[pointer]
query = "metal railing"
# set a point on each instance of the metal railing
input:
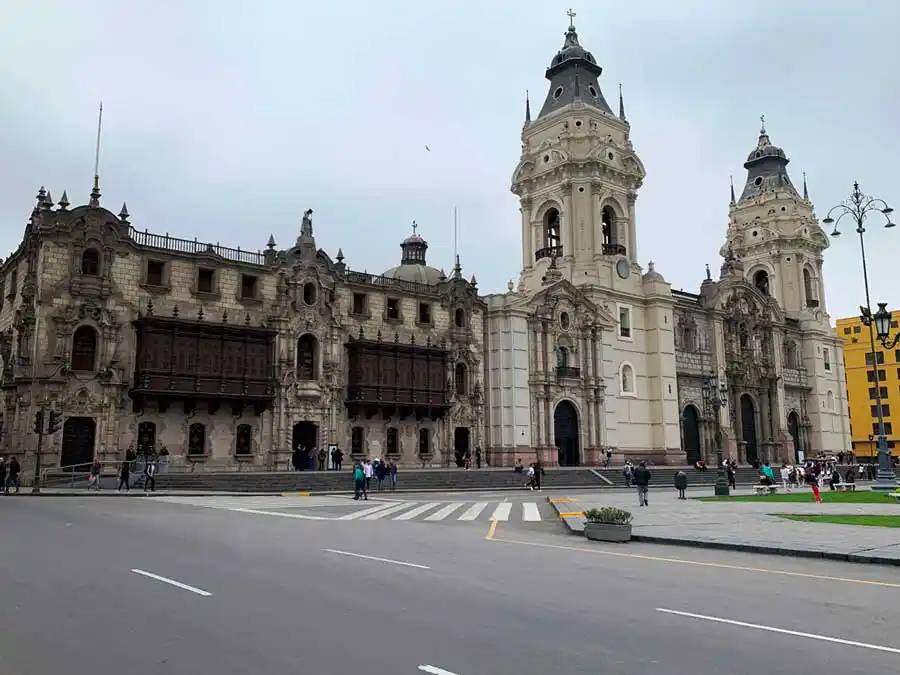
(164, 242)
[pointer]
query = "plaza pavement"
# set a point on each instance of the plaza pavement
(746, 526)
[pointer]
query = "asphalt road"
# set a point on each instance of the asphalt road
(274, 595)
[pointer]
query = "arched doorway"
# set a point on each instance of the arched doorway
(79, 436)
(794, 430)
(460, 445)
(305, 434)
(748, 427)
(565, 429)
(690, 422)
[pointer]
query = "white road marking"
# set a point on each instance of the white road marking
(280, 514)
(434, 670)
(502, 511)
(444, 512)
(782, 631)
(474, 511)
(389, 510)
(530, 512)
(172, 582)
(365, 512)
(418, 511)
(371, 557)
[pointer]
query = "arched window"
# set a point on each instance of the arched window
(808, 289)
(608, 218)
(307, 357)
(553, 232)
(627, 379)
(392, 441)
(761, 281)
(462, 386)
(90, 263)
(84, 349)
(357, 440)
(243, 441)
(197, 439)
(424, 442)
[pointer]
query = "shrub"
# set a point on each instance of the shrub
(609, 515)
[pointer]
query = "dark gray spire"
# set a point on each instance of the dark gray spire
(767, 169)
(573, 75)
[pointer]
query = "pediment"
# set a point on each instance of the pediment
(564, 296)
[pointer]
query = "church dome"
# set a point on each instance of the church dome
(412, 265)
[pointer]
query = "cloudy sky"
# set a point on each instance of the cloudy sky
(225, 120)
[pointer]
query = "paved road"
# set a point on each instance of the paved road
(276, 595)
(428, 508)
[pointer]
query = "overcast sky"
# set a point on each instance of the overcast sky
(225, 120)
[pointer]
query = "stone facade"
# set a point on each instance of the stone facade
(82, 275)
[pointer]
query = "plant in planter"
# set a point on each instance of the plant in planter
(608, 524)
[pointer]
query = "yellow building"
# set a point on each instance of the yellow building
(861, 392)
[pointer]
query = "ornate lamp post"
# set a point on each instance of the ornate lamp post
(858, 207)
(715, 396)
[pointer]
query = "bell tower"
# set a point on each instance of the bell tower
(577, 180)
(773, 230)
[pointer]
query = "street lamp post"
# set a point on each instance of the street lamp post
(857, 208)
(715, 396)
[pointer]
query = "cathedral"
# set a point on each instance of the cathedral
(224, 359)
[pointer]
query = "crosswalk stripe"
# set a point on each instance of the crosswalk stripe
(418, 511)
(530, 512)
(502, 511)
(474, 511)
(446, 511)
(386, 512)
(365, 512)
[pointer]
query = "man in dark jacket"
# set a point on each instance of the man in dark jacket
(641, 479)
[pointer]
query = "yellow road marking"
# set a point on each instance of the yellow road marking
(697, 563)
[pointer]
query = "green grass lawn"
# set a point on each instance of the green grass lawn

::::::::

**Work task**
In the listing above, find every line with the word "railing" and copy it.

**Task solution**
query = "metal railing"
# set a point on each instance of the metal railing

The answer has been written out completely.